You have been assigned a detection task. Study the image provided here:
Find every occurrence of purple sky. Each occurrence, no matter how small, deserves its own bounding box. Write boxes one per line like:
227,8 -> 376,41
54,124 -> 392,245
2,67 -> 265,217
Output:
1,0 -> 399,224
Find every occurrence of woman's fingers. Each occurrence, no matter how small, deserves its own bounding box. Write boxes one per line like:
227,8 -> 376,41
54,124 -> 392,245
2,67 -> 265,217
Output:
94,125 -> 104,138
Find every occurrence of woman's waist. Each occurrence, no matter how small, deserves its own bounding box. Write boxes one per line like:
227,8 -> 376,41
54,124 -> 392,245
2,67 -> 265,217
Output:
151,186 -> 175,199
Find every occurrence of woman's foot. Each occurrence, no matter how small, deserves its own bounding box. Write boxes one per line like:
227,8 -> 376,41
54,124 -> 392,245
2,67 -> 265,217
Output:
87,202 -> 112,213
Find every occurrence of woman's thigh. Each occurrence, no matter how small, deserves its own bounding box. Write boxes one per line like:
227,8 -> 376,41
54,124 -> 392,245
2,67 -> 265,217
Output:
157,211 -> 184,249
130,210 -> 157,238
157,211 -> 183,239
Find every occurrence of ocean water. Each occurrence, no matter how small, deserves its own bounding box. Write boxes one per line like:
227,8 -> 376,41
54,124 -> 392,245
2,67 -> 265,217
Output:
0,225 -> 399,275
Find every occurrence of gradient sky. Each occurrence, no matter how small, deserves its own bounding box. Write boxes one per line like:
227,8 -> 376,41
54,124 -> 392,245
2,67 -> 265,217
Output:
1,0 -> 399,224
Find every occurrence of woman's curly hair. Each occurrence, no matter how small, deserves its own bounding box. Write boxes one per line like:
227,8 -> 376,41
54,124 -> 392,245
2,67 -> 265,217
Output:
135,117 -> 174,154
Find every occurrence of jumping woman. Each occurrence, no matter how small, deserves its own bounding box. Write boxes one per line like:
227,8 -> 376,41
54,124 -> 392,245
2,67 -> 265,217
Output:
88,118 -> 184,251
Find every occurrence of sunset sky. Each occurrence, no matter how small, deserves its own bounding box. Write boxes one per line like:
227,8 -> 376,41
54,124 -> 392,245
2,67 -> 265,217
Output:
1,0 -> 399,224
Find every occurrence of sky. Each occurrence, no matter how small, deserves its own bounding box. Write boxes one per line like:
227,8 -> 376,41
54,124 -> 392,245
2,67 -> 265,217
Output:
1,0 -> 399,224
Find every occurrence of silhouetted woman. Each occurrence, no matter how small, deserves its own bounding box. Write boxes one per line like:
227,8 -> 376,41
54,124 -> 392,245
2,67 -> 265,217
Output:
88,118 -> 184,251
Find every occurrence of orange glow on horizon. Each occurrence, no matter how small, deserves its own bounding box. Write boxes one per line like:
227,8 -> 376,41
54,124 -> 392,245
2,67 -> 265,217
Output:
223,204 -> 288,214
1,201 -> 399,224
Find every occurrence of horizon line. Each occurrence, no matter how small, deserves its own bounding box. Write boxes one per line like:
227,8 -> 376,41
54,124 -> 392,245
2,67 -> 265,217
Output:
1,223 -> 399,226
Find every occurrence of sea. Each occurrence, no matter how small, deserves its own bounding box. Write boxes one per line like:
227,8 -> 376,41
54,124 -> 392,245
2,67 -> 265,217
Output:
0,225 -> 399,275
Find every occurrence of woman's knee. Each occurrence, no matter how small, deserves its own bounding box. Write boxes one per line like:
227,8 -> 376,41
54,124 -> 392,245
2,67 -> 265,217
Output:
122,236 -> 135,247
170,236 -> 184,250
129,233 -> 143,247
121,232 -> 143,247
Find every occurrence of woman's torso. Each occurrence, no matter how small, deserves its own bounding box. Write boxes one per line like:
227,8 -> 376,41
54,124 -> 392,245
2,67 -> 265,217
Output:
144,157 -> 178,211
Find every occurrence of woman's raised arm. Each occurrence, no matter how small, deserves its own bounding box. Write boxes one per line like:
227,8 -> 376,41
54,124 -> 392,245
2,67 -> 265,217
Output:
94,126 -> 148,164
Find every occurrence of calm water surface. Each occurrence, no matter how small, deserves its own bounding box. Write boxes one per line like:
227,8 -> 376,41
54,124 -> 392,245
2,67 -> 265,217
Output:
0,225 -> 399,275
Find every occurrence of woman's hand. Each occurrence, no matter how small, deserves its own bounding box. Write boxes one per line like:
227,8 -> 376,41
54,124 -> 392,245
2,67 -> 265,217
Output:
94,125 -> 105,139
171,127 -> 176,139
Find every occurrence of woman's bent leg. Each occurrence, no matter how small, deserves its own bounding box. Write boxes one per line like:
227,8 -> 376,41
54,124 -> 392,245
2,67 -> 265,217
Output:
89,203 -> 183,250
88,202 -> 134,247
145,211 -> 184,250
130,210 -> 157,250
━━━
**Assignment**
In the listing above, find each line with the word "water" and copy it out.

**Answer to this task**
Find every occurrence of ocean water. Each occurrence, no matter how small, deserves its own bounding box. Write boxes one per line like:
Find every occurrence of calm water surface. Each occurrence, no matter how small, deserves its own bounding box. Write boxes one per line like:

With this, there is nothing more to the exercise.